Gather every line of the entries that includes the word "below".

===== Data extracts

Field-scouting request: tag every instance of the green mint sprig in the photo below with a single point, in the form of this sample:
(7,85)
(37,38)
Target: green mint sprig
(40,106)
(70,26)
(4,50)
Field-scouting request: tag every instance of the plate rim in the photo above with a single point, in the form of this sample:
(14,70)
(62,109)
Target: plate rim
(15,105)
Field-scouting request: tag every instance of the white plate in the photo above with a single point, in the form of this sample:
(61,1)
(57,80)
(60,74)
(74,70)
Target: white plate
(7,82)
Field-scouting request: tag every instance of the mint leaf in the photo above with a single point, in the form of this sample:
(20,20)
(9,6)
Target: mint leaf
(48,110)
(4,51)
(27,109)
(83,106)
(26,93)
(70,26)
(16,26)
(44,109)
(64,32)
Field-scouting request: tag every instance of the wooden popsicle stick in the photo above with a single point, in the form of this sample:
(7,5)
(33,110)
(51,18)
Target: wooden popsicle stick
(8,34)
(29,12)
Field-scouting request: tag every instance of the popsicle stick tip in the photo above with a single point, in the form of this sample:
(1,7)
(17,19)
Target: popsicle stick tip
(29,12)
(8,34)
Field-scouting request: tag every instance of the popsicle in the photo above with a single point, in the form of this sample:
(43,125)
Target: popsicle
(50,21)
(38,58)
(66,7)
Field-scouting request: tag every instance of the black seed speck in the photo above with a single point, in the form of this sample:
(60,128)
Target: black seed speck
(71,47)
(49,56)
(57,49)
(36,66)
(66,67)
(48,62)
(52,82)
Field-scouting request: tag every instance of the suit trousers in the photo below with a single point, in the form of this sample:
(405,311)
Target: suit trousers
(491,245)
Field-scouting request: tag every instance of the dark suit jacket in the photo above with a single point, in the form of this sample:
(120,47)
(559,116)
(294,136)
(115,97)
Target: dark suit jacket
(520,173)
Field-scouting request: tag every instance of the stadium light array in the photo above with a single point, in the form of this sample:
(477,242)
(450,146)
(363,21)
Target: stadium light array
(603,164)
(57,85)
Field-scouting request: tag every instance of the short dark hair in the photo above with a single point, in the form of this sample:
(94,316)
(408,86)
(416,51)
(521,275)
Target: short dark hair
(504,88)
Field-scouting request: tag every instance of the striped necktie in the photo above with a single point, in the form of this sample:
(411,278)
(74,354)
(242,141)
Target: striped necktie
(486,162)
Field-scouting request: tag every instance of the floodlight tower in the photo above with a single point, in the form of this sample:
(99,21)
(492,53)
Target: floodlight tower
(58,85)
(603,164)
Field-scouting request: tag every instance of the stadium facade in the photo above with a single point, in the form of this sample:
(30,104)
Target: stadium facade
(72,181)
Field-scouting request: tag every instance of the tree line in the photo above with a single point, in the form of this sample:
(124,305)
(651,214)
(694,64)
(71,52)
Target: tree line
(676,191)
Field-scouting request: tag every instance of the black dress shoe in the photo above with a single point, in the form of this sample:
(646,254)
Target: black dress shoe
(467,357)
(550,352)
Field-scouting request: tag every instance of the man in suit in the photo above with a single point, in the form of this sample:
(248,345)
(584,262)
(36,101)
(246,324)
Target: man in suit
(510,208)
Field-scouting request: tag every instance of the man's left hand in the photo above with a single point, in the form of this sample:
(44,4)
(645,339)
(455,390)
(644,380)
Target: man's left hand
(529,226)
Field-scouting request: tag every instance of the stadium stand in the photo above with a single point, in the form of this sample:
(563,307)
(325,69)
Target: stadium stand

==========

▸ **Expected answer**
Field-scouting request: tag every instance of the green mint sprig in the photo below with a single point, in the form of this sample:
Field-scouting request: tag every instance of the suit trousers in the photo below with a single point, in the form of this sample:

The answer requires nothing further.